***** AVAILABLE DATA

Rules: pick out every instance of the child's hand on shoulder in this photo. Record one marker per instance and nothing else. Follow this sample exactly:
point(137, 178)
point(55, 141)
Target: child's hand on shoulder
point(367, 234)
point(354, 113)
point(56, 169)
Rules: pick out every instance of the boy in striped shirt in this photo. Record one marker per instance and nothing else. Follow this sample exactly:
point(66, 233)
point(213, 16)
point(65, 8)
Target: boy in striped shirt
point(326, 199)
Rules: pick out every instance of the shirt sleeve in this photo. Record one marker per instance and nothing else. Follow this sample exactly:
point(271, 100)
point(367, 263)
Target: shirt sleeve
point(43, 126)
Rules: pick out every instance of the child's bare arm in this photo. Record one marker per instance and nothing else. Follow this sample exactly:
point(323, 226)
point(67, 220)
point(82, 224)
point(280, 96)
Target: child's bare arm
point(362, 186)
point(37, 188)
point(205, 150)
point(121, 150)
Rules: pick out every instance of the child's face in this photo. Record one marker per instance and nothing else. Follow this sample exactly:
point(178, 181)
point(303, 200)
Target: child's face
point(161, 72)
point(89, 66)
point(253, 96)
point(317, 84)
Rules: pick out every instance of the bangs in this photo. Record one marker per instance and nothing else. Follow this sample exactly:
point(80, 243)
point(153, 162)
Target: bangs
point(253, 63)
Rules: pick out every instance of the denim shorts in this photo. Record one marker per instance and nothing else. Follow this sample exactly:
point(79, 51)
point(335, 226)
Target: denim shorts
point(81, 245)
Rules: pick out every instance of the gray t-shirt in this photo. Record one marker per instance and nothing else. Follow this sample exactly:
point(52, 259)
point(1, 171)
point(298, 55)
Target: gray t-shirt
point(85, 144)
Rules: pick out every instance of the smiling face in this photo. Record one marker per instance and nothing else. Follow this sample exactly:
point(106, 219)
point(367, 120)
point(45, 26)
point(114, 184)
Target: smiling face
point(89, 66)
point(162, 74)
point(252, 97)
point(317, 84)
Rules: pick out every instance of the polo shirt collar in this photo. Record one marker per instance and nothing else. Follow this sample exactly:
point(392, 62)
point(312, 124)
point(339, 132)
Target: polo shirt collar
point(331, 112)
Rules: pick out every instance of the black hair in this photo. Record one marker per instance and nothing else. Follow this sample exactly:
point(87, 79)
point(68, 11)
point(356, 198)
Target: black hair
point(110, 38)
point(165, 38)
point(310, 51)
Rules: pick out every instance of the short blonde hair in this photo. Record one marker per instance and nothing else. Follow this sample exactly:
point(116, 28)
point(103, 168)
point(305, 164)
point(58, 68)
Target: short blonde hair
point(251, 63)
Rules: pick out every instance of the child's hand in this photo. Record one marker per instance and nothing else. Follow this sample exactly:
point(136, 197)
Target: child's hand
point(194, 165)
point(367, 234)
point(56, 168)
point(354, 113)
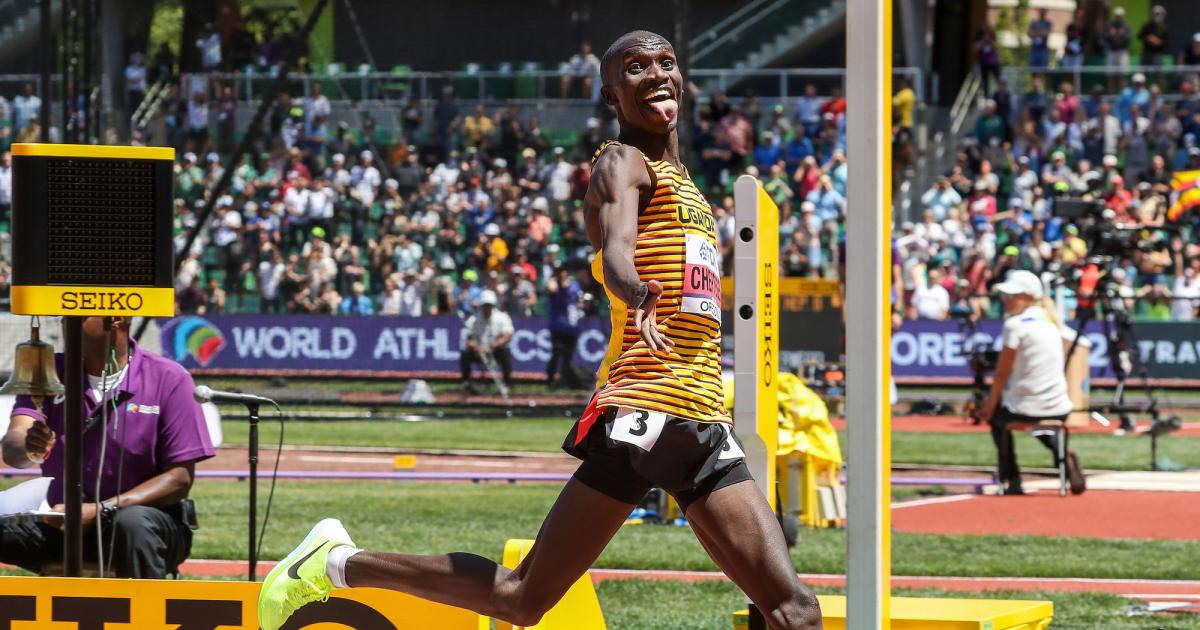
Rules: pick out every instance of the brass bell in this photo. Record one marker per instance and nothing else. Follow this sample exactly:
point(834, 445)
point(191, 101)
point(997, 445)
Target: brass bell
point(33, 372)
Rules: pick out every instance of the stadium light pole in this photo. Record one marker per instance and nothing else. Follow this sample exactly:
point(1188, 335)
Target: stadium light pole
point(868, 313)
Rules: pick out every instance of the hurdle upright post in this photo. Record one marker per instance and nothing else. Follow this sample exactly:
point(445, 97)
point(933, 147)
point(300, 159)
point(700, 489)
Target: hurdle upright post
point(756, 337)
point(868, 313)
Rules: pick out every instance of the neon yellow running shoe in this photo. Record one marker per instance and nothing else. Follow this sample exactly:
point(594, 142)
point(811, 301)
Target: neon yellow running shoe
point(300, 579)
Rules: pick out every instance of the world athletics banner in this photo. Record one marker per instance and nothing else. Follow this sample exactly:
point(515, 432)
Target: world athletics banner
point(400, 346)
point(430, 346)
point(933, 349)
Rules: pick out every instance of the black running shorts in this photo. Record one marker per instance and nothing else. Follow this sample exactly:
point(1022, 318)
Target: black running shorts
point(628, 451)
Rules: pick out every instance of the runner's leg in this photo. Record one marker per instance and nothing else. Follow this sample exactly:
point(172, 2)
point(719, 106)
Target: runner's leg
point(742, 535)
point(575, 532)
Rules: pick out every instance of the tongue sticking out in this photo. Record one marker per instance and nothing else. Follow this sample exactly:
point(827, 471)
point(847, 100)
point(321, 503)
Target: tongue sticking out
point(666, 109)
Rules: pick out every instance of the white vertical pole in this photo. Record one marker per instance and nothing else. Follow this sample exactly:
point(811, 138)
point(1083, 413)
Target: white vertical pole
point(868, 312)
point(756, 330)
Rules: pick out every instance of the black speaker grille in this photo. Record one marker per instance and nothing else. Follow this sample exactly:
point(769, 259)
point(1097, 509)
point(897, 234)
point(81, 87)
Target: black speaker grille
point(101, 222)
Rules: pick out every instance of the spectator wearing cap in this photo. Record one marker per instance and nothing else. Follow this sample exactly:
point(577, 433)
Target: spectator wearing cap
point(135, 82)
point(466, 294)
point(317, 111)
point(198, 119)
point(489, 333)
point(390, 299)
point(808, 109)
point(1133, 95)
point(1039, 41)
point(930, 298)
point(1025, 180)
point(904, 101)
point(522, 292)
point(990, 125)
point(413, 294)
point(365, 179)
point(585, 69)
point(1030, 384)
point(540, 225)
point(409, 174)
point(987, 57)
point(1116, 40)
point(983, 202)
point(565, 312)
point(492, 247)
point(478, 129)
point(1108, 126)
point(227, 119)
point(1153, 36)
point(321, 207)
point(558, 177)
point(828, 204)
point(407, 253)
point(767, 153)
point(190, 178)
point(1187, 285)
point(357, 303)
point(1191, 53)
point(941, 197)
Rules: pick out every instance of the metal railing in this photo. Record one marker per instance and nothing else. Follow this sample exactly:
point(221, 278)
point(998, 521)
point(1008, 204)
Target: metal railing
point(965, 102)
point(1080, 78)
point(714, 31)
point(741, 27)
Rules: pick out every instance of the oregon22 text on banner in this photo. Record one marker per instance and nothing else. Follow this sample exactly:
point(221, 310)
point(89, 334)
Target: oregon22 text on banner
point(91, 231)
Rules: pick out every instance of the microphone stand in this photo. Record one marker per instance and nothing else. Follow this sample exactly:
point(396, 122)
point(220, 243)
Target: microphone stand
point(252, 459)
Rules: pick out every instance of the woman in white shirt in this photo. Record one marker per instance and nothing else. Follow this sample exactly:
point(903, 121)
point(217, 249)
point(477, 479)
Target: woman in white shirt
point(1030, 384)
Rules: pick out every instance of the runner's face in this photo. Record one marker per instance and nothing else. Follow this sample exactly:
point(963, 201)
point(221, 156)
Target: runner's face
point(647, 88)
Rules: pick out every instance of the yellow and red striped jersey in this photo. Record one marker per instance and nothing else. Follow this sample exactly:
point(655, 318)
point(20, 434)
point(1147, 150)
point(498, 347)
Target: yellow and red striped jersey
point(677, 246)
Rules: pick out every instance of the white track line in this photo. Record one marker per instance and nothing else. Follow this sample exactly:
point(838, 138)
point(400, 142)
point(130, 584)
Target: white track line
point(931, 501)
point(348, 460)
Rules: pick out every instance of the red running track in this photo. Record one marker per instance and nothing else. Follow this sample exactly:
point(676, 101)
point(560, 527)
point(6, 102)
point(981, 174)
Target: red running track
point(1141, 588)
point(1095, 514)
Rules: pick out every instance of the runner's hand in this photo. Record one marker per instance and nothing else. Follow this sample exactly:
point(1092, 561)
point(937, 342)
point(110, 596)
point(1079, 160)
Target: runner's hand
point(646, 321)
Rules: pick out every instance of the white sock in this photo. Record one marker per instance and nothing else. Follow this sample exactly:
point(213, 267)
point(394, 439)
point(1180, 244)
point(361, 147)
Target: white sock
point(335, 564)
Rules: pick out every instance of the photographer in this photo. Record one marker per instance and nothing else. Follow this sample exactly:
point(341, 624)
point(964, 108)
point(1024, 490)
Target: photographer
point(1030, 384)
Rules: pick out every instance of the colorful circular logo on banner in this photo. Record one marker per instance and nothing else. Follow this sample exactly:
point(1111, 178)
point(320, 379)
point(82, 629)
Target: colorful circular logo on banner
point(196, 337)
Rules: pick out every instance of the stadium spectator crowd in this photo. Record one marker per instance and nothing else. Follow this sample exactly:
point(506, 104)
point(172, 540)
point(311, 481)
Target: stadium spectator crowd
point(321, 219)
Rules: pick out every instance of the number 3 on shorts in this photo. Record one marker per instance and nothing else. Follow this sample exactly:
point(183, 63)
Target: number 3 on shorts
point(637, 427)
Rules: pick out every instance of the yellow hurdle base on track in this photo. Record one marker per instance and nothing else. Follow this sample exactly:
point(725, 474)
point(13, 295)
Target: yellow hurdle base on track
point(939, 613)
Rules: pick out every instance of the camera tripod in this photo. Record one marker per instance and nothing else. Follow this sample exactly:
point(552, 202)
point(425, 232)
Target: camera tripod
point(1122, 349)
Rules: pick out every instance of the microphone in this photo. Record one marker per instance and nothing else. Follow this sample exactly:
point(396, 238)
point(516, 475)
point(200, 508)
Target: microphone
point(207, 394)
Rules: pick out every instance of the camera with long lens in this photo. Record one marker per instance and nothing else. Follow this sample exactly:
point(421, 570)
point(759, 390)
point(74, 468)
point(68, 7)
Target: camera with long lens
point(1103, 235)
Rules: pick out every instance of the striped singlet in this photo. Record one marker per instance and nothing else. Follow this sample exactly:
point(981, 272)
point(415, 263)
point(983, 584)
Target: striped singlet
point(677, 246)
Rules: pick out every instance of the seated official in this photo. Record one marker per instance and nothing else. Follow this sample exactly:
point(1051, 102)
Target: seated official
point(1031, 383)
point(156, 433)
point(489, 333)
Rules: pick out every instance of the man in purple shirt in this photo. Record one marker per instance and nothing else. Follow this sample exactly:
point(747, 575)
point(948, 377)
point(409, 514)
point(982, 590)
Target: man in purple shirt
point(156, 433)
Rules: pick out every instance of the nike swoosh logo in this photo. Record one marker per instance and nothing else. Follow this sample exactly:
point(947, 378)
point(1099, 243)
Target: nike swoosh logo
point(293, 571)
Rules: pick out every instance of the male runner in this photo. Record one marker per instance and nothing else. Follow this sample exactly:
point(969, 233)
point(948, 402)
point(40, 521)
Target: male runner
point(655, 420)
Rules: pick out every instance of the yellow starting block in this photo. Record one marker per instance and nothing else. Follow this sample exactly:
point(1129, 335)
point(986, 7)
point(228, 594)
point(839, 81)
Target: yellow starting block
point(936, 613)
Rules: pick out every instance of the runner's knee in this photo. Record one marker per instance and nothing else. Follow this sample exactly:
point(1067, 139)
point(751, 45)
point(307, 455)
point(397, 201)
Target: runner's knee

**********

== PROBLEM DETAILS ==
Reproduce, character for character, the lines of the listing above, from the line containing "Rules: pick out every instance of the child's face" up to and including the line containing "point(81, 245)".

== RESPONSE TO THE TASK ==
Rules: pick out every instance of the child's face in this photo. Record one marker per instance and nothing else. Follow this sample exactly:
point(178, 181)
point(303, 200)
Target: child's face
point(161, 72)
point(89, 66)
point(253, 96)
point(317, 84)
Rules: pick out every instance of the bangs in this photo. Record one marker per instance and nothing else. Follow this sample exactly:
point(80, 243)
point(153, 162)
Target: bangs
point(253, 63)
Rules: pick out every instance of the denim shorts in this photo. Record one marker per instance and nothing else. Follow this sample exactly:
point(79, 51)
point(335, 226)
Target: denim shorts
point(81, 245)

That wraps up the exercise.